** Request **
Nothing but the line with "Could you please indicate the tall deciduous" and the lines after it, through the end of the records below, is to be repeated, exactly as it is.

** Entries **
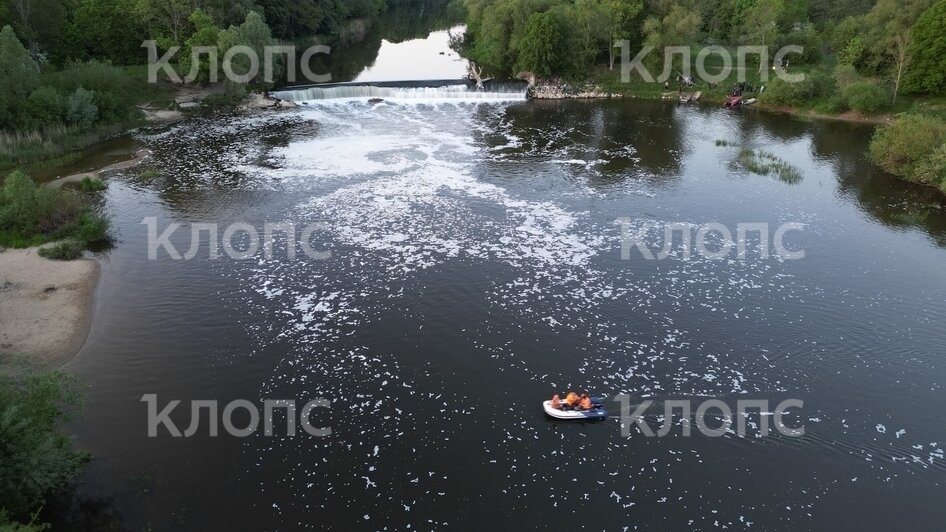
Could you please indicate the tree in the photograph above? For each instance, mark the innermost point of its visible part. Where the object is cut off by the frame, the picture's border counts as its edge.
(620, 14)
(677, 28)
(18, 72)
(206, 33)
(901, 59)
(255, 34)
(34, 457)
(902, 147)
(761, 23)
(542, 47)
(169, 19)
(928, 50)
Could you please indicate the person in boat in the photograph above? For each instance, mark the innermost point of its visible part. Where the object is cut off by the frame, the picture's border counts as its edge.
(585, 402)
(572, 399)
(556, 402)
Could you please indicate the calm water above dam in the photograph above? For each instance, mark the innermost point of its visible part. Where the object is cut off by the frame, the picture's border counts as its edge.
(476, 267)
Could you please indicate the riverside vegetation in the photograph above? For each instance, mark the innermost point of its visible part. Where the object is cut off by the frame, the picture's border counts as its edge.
(861, 57)
(36, 458)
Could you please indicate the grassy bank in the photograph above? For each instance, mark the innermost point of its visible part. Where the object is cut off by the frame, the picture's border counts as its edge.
(32, 215)
(36, 458)
(48, 138)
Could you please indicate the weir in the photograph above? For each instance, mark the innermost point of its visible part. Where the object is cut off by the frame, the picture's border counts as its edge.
(429, 90)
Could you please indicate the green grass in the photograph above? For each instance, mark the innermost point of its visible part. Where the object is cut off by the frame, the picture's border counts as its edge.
(762, 162)
(63, 250)
(32, 215)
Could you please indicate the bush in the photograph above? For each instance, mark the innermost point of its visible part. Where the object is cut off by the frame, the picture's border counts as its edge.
(797, 94)
(32, 215)
(904, 148)
(832, 106)
(82, 110)
(932, 169)
(64, 250)
(845, 75)
(808, 38)
(866, 97)
(91, 185)
(35, 458)
(45, 107)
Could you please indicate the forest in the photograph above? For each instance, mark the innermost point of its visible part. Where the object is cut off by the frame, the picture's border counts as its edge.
(866, 57)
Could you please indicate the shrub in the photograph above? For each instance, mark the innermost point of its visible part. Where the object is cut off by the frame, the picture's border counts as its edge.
(866, 97)
(35, 458)
(845, 75)
(905, 146)
(82, 110)
(26, 208)
(64, 250)
(32, 214)
(45, 107)
(93, 227)
(932, 169)
(832, 106)
(797, 94)
(808, 38)
(91, 185)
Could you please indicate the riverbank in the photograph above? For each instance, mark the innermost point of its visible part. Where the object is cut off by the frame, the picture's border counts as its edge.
(96, 175)
(45, 306)
(557, 89)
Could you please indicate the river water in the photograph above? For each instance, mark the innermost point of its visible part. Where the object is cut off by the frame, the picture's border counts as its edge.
(475, 269)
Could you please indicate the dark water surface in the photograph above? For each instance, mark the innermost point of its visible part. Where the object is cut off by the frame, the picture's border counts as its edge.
(476, 268)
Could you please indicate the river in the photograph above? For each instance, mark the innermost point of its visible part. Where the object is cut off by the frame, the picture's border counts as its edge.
(476, 267)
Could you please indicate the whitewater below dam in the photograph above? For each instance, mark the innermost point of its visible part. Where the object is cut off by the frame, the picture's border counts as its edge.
(475, 268)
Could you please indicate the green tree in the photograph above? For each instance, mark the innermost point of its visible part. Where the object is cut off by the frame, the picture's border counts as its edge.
(168, 19)
(18, 72)
(761, 22)
(677, 28)
(105, 29)
(255, 34)
(206, 33)
(903, 147)
(928, 52)
(35, 458)
(542, 46)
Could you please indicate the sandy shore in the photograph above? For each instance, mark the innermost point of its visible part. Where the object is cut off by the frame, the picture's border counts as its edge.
(45, 306)
(96, 175)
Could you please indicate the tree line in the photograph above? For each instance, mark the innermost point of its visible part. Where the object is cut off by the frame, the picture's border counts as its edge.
(899, 42)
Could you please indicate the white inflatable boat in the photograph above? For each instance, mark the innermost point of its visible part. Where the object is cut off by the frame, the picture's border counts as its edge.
(598, 412)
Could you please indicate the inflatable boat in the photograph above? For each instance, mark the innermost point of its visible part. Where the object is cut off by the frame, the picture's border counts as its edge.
(597, 412)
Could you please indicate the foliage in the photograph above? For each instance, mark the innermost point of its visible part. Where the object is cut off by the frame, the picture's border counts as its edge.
(31, 214)
(928, 50)
(932, 169)
(506, 36)
(866, 97)
(91, 185)
(62, 250)
(762, 162)
(542, 49)
(233, 95)
(808, 38)
(81, 109)
(815, 85)
(255, 34)
(844, 74)
(905, 147)
(35, 458)
(206, 33)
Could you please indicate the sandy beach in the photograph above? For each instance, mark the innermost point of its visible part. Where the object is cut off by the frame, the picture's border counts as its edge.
(45, 306)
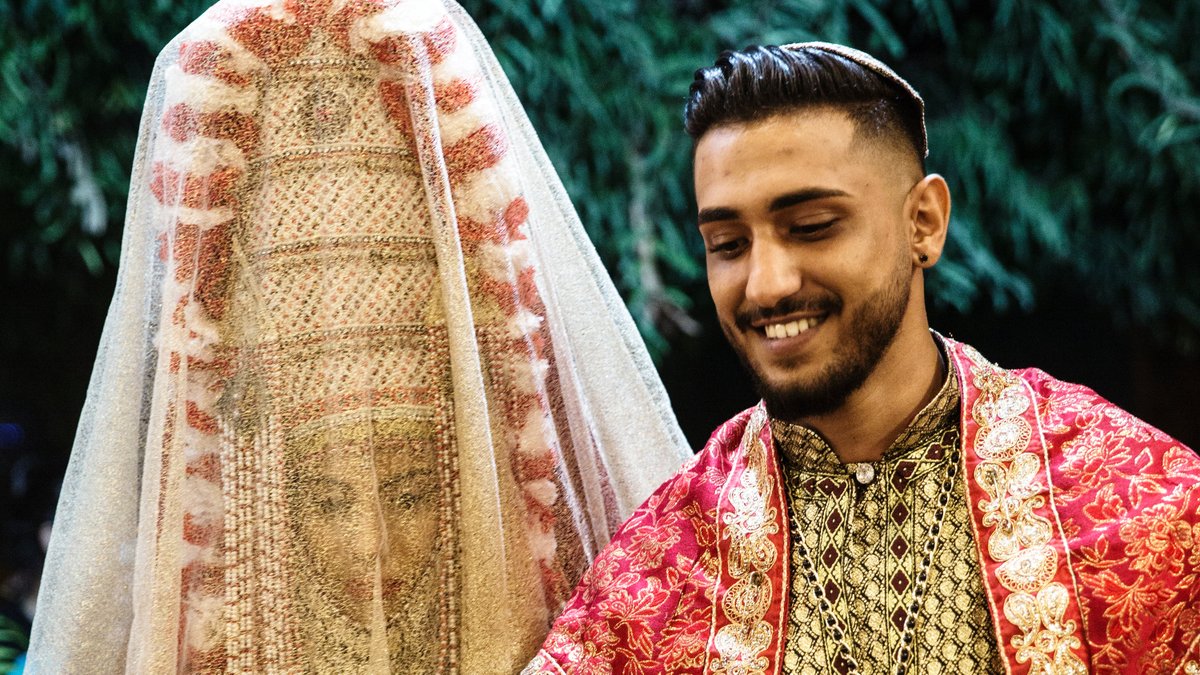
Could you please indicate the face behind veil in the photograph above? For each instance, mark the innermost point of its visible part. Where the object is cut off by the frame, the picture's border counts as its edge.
(366, 399)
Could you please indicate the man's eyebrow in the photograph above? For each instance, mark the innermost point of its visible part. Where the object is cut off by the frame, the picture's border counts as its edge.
(777, 204)
(807, 195)
(714, 214)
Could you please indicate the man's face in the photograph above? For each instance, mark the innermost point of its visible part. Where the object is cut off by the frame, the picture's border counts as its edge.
(809, 258)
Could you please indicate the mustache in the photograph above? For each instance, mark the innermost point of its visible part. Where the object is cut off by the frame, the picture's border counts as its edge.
(826, 303)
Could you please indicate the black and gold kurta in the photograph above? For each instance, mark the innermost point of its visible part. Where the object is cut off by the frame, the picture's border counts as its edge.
(867, 531)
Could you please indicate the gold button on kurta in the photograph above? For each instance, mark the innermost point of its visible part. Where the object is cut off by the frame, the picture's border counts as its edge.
(864, 533)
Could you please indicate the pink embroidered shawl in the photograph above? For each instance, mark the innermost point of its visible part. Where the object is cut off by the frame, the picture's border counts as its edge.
(1085, 518)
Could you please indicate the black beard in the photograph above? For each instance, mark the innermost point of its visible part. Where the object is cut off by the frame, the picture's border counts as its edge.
(873, 329)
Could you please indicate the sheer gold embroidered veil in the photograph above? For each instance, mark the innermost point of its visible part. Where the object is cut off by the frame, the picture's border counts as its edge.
(366, 399)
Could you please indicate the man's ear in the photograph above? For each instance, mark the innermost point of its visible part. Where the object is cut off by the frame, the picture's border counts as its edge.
(929, 216)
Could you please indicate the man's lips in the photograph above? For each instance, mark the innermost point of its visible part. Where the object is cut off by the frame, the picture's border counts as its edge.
(777, 329)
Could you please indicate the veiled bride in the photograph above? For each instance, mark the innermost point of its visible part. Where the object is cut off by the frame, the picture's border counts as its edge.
(366, 399)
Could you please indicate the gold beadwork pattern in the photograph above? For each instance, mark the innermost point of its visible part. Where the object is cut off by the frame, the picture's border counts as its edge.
(868, 543)
(1011, 472)
(748, 527)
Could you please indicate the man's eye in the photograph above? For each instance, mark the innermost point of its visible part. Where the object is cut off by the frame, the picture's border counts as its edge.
(726, 248)
(811, 230)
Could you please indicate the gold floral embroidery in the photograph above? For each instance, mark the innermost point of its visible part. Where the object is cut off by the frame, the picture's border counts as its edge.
(1012, 475)
(751, 555)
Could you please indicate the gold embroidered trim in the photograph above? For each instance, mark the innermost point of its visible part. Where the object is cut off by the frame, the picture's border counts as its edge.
(749, 527)
(1013, 476)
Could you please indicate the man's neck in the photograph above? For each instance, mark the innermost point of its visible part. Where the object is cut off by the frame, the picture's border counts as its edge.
(904, 382)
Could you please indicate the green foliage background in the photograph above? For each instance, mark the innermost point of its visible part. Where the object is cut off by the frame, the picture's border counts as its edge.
(1069, 132)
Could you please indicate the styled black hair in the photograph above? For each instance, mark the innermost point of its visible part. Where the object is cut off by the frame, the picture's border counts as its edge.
(761, 82)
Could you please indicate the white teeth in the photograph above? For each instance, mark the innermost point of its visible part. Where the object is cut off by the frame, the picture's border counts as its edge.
(790, 329)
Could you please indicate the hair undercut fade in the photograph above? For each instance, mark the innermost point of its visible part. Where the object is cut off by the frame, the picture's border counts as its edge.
(761, 82)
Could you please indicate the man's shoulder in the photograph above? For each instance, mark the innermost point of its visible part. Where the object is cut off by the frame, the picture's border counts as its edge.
(702, 477)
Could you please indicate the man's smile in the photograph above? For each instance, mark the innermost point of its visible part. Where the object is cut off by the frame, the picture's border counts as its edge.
(791, 328)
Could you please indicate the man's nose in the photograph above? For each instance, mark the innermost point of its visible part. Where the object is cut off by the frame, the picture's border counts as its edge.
(774, 274)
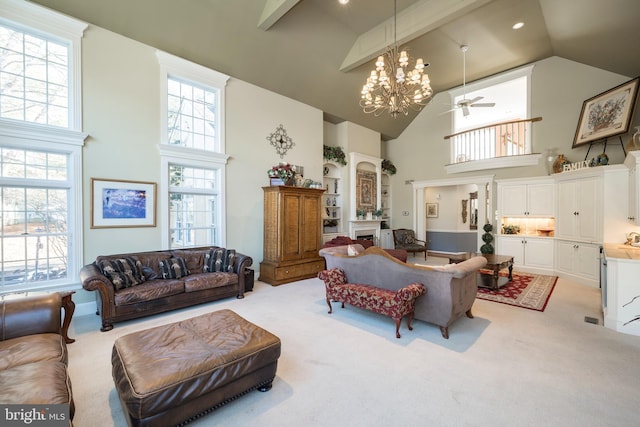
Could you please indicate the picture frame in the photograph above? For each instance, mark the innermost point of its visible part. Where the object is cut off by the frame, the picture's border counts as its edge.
(432, 210)
(606, 114)
(366, 190)
(121, 204)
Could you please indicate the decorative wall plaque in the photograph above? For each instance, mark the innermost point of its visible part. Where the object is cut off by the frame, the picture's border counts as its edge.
(281, 141)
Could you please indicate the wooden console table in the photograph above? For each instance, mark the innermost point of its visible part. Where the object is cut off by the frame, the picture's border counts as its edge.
(495, 263)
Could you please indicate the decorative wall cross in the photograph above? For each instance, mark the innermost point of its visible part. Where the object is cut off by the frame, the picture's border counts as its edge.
(281, 141)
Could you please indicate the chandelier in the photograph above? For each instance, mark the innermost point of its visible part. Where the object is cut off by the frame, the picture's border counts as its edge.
(391, 87)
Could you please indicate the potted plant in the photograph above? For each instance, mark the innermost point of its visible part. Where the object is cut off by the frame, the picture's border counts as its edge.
(388, 167)
(334, 153)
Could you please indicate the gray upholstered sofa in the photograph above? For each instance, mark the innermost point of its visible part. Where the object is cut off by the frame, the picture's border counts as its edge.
(134, 285)
(451, 289)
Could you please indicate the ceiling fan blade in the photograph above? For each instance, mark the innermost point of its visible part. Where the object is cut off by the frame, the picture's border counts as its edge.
(476, 99)
(448, 111)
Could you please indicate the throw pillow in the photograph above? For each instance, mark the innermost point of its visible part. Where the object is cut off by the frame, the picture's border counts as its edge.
(352, 251)
(123, 272)
(220, 260)
(173, 268)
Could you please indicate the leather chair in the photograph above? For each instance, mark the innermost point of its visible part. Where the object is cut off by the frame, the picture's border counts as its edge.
(404, 238)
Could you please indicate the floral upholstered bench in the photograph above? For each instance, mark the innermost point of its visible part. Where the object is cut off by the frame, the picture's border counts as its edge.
(394, 304)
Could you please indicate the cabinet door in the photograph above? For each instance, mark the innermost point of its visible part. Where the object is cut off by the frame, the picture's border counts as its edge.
(540, 199)
(511, 246)
(633, 197)
(538, 252)
(513, 200)
(587, 261)
(587, 202)
(310, 232)
(565, 251)
(291, 219)
(566, 220)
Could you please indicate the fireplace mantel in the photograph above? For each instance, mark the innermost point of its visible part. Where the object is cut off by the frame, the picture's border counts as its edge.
(370, 226)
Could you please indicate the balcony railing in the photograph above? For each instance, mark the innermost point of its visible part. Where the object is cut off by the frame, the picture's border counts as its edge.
(504, 139)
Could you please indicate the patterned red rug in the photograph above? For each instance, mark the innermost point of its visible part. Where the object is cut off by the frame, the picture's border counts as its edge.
(526, 290)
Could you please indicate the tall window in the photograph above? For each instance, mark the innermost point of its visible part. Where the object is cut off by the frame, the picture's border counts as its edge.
(193, 199)
(40, 148)
(510, 93)
(34, 78)
(192, 154)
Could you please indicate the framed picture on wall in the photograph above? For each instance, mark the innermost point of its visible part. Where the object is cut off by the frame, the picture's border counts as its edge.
(607, 114)
(120, 204)
(432, 210)
(366, 190)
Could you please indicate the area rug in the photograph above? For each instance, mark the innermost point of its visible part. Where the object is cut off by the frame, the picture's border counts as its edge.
(526, 290)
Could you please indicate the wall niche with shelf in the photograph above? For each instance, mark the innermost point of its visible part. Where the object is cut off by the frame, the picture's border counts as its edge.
(332, 223)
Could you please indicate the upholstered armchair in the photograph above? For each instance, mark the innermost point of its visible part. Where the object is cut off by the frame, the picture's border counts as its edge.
(404, 238)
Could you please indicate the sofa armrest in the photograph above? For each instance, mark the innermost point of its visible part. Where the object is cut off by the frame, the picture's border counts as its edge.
(93, 280)
(39, 314)
(333, 277)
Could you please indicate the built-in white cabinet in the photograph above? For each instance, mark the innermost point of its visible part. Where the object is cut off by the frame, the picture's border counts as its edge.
(530, 253)
(632, 162)
(534, 198)
(579, 202)
(579, 260)
(621, 291)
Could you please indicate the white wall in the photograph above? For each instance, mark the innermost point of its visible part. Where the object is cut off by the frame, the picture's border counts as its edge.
(121, 96)
(559, 88)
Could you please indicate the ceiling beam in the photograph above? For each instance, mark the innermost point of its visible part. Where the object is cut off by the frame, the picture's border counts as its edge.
(412, 22)
(273, 11)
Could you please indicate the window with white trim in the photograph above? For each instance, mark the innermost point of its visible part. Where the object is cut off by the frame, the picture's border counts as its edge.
(40, 148)
(510, 93)
(192, 154)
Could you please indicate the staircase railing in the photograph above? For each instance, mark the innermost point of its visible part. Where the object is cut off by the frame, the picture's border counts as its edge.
(510, 138)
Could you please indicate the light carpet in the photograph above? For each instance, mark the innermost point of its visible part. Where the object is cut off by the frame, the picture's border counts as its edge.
(526, 290)
(504, 367)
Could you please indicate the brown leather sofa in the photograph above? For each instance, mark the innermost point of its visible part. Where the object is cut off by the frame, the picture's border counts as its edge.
(33, 352)
(146, 288)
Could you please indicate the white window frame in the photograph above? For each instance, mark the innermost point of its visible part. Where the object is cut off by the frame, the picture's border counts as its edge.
(173, 66)
(501, 162)
(34, 136)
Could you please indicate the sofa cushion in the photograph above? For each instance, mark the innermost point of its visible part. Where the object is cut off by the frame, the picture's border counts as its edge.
(148, 291)
(198, 282)
(173, 268)
(123, 272)
(32, 348)
(220, 260)
(39, 383)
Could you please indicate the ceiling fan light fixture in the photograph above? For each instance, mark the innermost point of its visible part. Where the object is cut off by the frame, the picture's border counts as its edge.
(393, 86)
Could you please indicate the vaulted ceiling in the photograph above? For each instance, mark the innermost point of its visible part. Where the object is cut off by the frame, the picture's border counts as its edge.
(320, 52)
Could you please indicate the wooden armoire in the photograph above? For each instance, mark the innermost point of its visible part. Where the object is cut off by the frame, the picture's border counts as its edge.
(292, 234)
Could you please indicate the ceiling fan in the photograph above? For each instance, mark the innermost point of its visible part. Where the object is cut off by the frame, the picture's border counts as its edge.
(465, 103)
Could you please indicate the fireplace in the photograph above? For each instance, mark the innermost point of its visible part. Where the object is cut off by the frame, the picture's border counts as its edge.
(365, 229)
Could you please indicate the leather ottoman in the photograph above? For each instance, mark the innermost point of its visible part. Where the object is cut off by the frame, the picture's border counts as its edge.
(172, 374)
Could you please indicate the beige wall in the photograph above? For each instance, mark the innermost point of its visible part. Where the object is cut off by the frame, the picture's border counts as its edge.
(558, 89)
(121, 110)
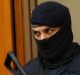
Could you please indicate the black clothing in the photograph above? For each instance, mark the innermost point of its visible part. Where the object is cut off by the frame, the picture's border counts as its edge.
(59, 47)
(57, 55)
(72, 67)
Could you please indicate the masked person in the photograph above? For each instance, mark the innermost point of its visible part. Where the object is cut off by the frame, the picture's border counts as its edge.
(52, 31)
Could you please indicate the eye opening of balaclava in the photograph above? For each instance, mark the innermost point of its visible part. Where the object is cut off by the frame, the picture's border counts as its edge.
(56, 49)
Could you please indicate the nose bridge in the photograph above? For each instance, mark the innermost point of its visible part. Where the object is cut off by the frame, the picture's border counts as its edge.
(43, 36)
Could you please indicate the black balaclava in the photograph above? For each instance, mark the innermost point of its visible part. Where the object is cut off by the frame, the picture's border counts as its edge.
(58, 49)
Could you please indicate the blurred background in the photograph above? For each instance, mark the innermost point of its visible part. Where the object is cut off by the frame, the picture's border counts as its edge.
(15, 31)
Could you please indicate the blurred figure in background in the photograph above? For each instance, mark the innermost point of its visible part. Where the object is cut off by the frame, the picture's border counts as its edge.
(52, 31)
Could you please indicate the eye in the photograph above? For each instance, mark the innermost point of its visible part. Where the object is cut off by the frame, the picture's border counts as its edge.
(48, 30)
(36, 33)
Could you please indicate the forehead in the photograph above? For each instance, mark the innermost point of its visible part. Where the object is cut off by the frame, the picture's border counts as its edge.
(37, 28)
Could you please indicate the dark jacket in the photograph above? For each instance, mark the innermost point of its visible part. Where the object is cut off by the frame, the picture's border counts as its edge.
(34, 67)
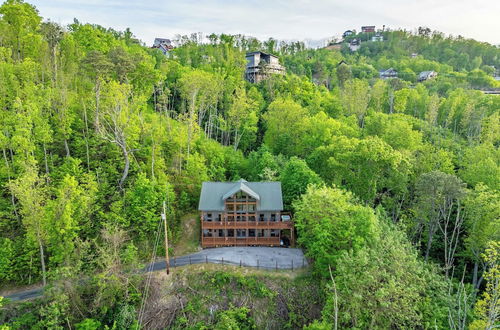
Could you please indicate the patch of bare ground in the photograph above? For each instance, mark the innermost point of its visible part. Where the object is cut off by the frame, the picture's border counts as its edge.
(195, 294)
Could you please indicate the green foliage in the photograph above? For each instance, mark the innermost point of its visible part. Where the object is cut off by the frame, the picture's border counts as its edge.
(329, 222)
(96, 131)
(295, 179)
(235, 319)
(375, 291)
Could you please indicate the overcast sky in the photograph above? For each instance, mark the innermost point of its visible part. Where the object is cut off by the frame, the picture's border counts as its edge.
(281, 19)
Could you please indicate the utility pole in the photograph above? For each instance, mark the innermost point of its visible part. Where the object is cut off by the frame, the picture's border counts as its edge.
(164, 216)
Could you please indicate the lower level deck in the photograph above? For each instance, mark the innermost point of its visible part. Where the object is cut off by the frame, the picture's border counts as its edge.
(239, 241)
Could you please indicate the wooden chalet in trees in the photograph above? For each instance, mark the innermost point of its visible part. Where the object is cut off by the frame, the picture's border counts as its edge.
(244, 213)
(261, 65)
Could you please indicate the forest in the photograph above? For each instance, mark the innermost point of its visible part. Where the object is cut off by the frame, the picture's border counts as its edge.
(393, 183)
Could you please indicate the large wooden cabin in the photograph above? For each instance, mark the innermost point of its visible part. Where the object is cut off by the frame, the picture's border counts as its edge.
(244, 213)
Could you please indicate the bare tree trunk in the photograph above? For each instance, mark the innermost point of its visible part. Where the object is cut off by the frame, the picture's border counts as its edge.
(97, 96)
(12, 198)
(66, 146)
(127, 165)
(42, 258)
(86, 134)
(474, 274)
(429, 242)
(153, 158)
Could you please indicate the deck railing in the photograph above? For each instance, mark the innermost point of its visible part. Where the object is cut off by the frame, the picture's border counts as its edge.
(256, 224)
(232, 241)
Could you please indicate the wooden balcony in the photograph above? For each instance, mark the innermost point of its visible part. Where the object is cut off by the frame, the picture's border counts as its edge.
(247, 224)
(239, 241)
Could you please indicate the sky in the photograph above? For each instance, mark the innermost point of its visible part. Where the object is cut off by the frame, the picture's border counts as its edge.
(280, 19)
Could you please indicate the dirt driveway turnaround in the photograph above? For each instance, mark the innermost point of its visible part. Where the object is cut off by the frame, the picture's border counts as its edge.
(249, 256)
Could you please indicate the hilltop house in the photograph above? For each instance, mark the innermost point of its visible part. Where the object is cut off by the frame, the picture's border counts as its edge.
(378, 37)
(368, 29)
(426, 75)
(165, 45)
(354, 45)
(243, 213)
(347, 33)
(387, 74)
(260, 65)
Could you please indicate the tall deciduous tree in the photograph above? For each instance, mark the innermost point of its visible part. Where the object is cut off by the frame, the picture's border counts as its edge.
(439, 206)
(29, 189)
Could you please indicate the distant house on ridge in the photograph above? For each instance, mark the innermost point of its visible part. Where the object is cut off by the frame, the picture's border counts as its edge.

** Finished task **
Could you please indicate the tall deciduous tree in the photograph above? For each instance, mark the innermost point of its visible part. Where the object is cut off by the frame, the picture's border counts as its edge.
(439, 206)
(29, 189)
Could you please indicate the distant house on ridge in the photograph above? For each instance, mark the innermost point of its visible part. Where the object is cut off by the frame, the picture's border counts as its edge.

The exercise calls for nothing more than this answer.